• **DOCUMENT TEXT**:
________

It works fine for all the shocks together.
But when I do one shock at a time it does not work since the sum of all the contributions do not add up to the observed data (or to the result with all the shocks together).
My problem is that his code seems incomplete, since some of the variables used are defined elsewhere, and it is not completely clear to me what they refer to. Therefore, I am not sure if it is that I am filling the gaps wrongly or that there is something else wrong with my code.
Thanks,
Pablo
NB: * new url
Larry's shock decomposition
Posted:
Mon May 26, 2008 8:32 pm
by mkulish
Hi Pablo,
I tried Larry's shock decomposition and came across the same issue that the sum of the individual responses to shocks does not add up to the data.
This is what's happening, I guess. When you are doing that you are actually double counting the initial condition (or triple counting or more). In fact, you are adding the initial condition as many times as the number of shocks there are in your model.
For example, say you have Y(t) = A Y(t-1) + B e(t), where Y(t) is 2x1, and e(t) is also 2x1. Let e1(t) be the 2x1 vector that keeps the first shock and sets the other one to zero. e2(t) keeps the second shocks and sets the first to zero. Now, if you start from the initial condition Y(0), then in one case you would get for period one:
Y1(1) = A Y(0) + B e1(1), where Y1(t) is the vector that captures the simulated response to the first shock; and for the other shock you would get: Y2(1) = A Y(0) + B e2(t). Notice that if you just add the two simulated responses you would get
Y1(1) + Y2(2) = 2 A Y(0) + B e(1) and not Y(1) = A Y(0) + B e(1).
Best,
Posted:
Thu Jul 24, 2008 5:51 pm
by bigbigben
I haven't finished my exercise yet, but do you guys notice line 53. Larry actually took the inverse order not the actual order to stack the variables. I don't know what the purpose is, but it may cause some trouble.
Historical and Finite Horizon Forecast Error Decompostion
Posted:
Mon Aug 18, 2008 10:47 pm
by bigbigben
I always ask questions on this forum. Here is some tiny contributions from me. I wrote a code to do the historical decomposition introduced by Larry, the main body of the code is composed by him, but I make some modification to add flexibilities. Another is from myself to do the finite horizon forecast error decompostion.
Please see the attachment and let me know if you find errors in them.

________

[Dataset excerpts]
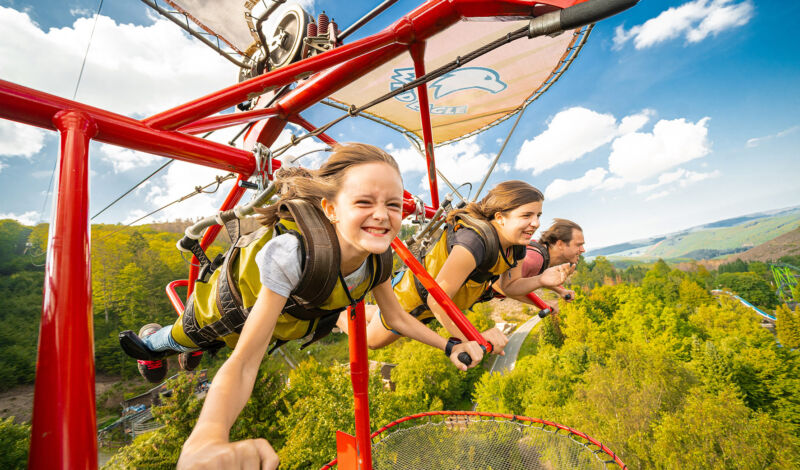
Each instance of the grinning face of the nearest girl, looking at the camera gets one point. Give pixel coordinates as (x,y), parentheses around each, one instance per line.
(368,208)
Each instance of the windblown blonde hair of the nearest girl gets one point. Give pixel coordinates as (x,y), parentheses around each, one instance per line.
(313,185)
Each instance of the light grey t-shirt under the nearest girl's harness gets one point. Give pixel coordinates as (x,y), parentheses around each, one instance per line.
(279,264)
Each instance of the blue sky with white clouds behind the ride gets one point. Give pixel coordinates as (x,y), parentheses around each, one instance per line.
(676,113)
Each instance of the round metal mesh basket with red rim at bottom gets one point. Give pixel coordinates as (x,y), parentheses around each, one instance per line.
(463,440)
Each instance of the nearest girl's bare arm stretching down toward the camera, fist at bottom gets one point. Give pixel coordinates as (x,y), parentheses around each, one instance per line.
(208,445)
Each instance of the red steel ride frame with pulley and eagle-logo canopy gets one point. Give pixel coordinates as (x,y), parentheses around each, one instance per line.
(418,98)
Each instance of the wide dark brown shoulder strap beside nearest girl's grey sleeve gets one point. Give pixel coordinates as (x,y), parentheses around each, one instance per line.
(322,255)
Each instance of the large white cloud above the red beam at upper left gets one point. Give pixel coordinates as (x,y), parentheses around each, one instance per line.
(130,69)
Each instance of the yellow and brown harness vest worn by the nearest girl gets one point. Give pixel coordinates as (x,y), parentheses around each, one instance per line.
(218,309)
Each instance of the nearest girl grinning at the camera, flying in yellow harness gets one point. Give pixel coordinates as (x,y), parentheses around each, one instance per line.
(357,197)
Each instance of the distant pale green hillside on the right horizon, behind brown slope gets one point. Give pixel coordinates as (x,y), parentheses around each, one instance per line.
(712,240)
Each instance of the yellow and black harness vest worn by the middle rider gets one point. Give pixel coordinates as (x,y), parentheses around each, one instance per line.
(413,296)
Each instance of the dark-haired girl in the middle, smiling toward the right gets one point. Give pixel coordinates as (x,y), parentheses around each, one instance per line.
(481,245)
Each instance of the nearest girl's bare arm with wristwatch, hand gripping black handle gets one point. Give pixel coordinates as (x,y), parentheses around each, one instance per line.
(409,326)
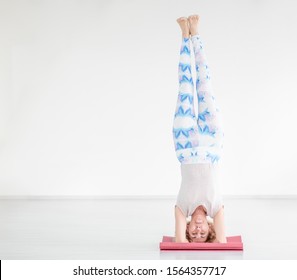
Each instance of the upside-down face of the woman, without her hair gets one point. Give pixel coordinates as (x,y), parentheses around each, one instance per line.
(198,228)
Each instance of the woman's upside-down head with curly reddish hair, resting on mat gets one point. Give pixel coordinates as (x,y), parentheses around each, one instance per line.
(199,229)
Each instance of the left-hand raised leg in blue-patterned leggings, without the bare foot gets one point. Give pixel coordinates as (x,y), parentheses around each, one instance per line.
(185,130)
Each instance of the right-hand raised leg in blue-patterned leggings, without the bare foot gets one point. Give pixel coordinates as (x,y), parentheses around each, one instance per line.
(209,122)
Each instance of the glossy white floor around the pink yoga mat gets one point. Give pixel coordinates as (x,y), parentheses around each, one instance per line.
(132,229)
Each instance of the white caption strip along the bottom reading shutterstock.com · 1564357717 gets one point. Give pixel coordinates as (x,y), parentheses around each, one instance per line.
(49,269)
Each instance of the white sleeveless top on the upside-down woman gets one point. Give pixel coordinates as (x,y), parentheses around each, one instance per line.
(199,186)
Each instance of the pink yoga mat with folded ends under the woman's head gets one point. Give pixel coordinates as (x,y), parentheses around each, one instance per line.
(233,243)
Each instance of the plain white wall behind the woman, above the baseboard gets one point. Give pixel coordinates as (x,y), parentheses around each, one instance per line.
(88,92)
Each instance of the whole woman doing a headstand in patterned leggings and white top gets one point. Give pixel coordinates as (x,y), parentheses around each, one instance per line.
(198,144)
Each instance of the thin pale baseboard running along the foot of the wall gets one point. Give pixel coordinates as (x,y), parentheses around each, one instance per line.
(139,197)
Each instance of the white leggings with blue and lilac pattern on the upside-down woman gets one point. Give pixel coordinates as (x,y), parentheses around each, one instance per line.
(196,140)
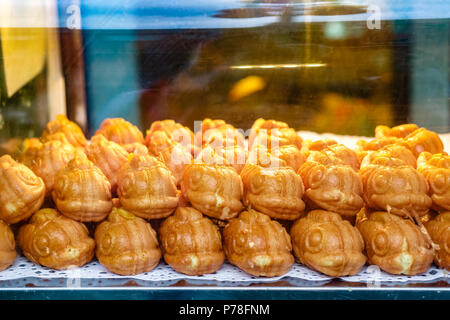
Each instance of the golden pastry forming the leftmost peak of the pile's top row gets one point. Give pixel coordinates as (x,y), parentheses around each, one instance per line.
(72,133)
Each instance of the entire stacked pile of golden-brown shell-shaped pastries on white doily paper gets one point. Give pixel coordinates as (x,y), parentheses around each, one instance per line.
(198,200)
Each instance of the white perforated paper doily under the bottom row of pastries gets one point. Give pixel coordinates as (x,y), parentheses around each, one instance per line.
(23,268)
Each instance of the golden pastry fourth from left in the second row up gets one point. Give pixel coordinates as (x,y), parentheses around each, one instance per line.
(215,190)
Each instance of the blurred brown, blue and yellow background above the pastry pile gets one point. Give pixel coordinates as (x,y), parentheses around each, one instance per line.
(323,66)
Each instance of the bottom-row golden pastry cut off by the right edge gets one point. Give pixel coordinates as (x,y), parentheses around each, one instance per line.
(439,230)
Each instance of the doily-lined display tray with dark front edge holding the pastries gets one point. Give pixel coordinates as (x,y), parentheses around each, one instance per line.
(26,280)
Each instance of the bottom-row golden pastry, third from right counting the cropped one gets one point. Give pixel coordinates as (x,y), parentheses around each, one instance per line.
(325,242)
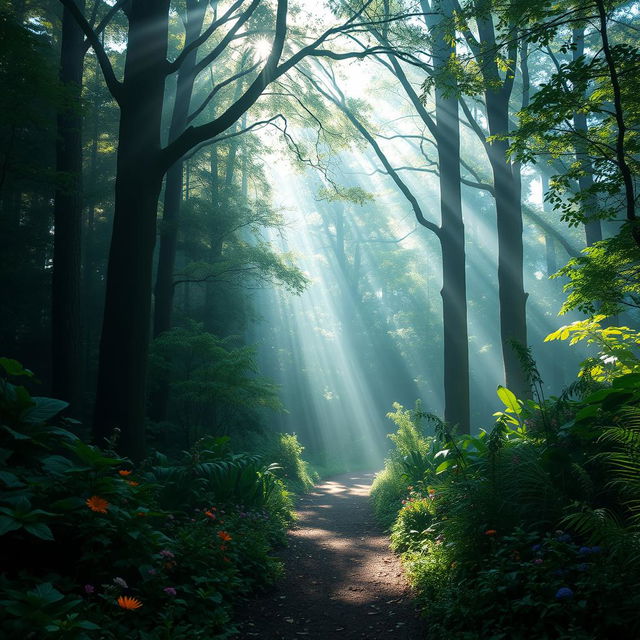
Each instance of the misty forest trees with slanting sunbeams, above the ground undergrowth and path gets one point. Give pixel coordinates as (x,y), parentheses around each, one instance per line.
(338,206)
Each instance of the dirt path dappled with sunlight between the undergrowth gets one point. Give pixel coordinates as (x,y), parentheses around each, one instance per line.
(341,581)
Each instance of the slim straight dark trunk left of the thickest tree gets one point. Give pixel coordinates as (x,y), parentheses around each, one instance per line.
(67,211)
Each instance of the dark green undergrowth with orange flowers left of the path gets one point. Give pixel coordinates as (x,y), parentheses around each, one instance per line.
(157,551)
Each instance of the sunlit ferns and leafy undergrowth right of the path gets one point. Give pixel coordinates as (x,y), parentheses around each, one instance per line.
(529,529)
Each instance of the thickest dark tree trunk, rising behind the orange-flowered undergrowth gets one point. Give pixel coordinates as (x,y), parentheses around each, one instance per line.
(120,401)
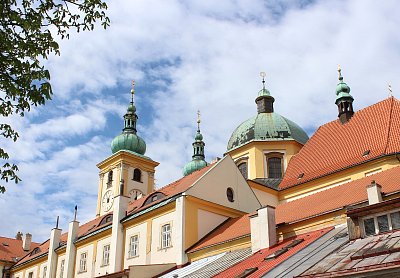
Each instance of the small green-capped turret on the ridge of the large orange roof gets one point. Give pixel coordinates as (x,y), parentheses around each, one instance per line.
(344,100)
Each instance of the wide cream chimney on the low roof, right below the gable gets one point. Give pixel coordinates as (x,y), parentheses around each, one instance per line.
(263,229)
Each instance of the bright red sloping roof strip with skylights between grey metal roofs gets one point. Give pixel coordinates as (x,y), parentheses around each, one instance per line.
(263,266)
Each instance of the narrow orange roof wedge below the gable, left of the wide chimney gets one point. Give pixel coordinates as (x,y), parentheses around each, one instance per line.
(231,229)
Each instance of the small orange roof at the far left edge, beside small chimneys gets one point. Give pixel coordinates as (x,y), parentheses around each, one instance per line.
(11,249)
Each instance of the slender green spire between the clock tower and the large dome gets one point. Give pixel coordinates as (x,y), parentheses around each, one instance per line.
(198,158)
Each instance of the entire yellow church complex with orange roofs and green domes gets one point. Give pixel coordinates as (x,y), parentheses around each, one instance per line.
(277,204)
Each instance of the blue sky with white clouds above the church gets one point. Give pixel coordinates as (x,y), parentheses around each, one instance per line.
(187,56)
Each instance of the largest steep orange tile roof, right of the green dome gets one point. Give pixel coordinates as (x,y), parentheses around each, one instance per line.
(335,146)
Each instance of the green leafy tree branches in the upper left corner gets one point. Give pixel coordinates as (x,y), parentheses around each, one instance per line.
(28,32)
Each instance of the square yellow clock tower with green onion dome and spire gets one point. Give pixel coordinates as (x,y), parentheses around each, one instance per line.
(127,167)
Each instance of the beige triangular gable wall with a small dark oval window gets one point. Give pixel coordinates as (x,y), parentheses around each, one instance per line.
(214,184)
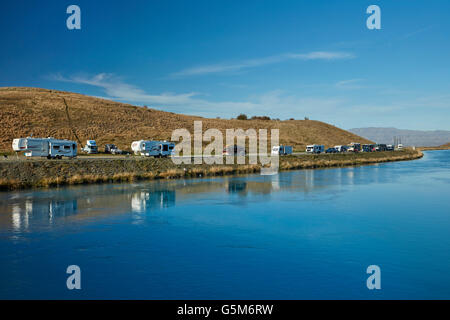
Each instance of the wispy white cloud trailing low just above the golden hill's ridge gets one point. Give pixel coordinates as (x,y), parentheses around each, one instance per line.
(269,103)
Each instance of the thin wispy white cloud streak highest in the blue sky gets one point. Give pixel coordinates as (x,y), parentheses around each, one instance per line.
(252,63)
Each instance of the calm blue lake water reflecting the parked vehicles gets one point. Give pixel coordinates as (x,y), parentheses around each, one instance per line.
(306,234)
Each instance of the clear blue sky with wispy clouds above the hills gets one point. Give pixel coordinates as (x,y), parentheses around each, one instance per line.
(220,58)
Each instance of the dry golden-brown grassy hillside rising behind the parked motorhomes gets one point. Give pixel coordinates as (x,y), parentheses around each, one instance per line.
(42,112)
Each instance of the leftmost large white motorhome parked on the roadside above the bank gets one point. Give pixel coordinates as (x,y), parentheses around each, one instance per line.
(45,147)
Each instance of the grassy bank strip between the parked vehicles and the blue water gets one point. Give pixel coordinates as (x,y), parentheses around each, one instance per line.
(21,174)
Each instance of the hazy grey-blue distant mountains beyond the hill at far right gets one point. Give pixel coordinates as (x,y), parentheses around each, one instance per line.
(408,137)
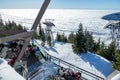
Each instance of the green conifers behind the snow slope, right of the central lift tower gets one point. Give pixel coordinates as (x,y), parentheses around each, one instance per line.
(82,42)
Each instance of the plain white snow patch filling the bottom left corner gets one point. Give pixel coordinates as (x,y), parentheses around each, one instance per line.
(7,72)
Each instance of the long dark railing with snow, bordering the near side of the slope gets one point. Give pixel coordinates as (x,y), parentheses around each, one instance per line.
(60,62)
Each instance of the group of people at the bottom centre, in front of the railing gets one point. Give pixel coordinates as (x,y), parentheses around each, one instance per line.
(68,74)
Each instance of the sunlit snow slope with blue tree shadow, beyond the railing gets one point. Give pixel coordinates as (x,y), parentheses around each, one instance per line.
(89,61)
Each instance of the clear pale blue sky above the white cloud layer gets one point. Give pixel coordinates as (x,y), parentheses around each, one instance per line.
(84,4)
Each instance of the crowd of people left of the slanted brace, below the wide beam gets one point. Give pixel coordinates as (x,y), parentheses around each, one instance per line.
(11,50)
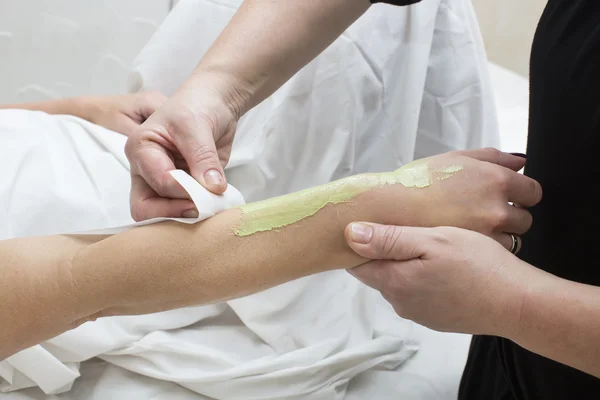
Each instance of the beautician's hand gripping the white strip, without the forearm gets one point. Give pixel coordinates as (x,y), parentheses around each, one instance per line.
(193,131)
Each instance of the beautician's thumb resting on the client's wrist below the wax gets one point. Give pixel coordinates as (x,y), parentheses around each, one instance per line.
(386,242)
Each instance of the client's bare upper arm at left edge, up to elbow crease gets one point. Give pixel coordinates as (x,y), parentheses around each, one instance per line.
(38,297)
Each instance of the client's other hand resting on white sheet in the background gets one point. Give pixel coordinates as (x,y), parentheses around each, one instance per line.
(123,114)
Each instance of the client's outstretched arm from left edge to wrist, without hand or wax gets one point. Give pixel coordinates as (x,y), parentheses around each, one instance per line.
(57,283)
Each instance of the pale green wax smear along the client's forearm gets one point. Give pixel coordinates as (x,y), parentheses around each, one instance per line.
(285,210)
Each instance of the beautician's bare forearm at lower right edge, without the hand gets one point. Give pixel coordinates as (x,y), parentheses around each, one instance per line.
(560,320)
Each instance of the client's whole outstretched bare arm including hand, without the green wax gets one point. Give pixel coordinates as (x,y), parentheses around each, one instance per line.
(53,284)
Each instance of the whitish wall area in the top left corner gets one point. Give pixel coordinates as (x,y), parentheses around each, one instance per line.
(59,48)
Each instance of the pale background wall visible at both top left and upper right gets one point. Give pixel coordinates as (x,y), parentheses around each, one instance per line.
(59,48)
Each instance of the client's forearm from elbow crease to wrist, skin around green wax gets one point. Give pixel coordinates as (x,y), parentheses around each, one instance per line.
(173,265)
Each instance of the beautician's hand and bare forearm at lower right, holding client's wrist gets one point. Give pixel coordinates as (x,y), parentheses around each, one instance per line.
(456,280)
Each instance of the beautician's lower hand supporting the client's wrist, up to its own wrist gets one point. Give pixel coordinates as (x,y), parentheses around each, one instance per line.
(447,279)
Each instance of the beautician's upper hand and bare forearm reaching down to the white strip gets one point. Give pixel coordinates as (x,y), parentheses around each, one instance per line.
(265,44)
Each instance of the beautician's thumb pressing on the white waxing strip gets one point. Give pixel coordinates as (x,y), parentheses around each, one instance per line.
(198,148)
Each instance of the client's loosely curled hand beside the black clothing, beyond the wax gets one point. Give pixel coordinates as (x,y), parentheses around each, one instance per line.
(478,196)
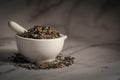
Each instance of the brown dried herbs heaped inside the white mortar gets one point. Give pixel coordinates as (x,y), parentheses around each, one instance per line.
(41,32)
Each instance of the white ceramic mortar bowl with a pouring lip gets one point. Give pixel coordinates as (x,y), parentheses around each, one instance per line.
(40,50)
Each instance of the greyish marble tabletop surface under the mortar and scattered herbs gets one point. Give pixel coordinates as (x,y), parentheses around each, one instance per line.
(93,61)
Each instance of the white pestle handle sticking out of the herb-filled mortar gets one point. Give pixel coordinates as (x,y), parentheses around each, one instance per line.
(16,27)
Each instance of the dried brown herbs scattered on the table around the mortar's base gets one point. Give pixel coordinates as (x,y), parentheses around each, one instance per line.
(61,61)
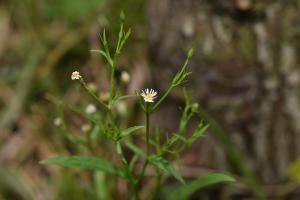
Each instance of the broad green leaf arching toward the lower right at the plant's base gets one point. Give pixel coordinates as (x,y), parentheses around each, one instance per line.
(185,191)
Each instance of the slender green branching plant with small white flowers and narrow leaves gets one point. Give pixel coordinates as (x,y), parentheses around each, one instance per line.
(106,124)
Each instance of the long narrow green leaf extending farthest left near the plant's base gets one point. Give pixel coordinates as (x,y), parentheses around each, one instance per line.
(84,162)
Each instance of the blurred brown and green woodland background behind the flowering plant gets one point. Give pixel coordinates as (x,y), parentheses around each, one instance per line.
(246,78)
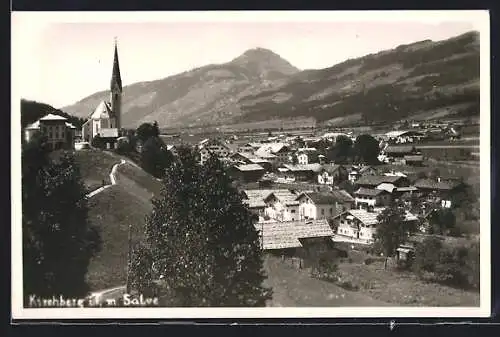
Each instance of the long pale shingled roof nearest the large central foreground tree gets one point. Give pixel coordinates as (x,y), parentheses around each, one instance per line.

________

Please write the next part of the forum thread on shock decomposition, picking up right after its final sentence. The listing has no role here.

Posted:
Tue Aug 19, 2008 12:37 pm
by bigbigben
[quote]My problem is that his code seems incomplete, since some of the variables used are defined elsewhere, and it is not completely clear to me what they refer to. Therefore, I am not sure if it is that I am filling the gaps wrongly or that there is something else wrong with my code.
Although his code is not a standalone executable file. The core is how to extract shock series and impute them to simulate data. For the underlying model, I guess it is the model used in his co-authored paper with Motto, Illut and Rastagno. The one with financial frictions.
I ran into the same issue with estimated model is because my "estimated" shock series are correlated, so the sum is not one. The sum of variances of data simulated by individual shocks always exceeds the variance of the true data or the data simulated by all shocks together.
[/quote]
Posted:
Wed Sep 17, 2008 9:10 am
by Aqua
Dear bigbigben,
thanks for writing and posting your code. However, it's clear it is "incomplete". You seem to show how to implement historical and variance decomposition given an estimated model, but the code depends on your model. To appreciate completely your contribution, could you post as well the .mod file and the data? Otherwise, I have to run another mod file, adapt your code and check if everything works fine. That 's a lot of work.
Thank you for posting the suitable .mod file and the data.
Best,
Aqua.
Re: Larry's shock decomposition
Posted:
Sun Apr 19, 2009 10:03 am
by musmic
Hi all,
Following Muklish's helpful explanation, is there any good or conventional way of handling the initial condition problem?
Is it desirable to divide the initial condition according to the number of shocks such that the sum of solution paths due to all shocks could add up to the actual data?
Many thanks!
Musmic
Re: Larry's shock decomposition
Posted:
Wed May 20, 2009 10:34 am
by almira
Hello everyone!
I have a question to the Christiano's code for a finite-horizon variance decomposition.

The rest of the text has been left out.